─── INPUT ───

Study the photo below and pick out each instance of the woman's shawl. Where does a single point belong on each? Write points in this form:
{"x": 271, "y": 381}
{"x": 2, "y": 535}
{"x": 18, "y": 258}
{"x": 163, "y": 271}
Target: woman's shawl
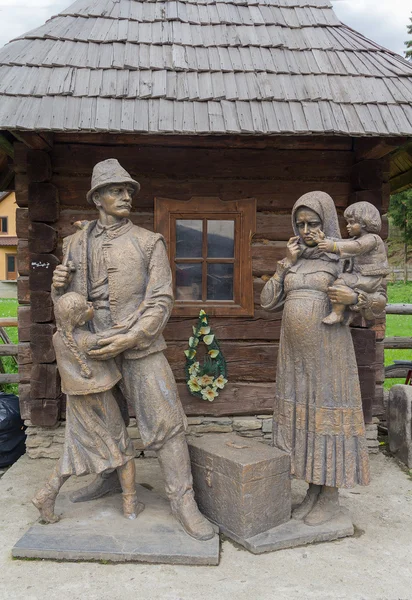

───

▶ _WHAT THE EXERCISE ASKS_:
Pull the text of the whole listing above out word for word, line by line, and leave the picture out.

▶ _EXERCISE RESPONSE_:
Study the photo below and pick out each instance of the woman's shawl. Where does a single point belong on each? Write points in this form:
{"x": 271, "y": 381}
{"x": 2, "y": 535}
{"x": 18, "y": 258}
{"x": 163, "y": 271}
Target: woman's shawl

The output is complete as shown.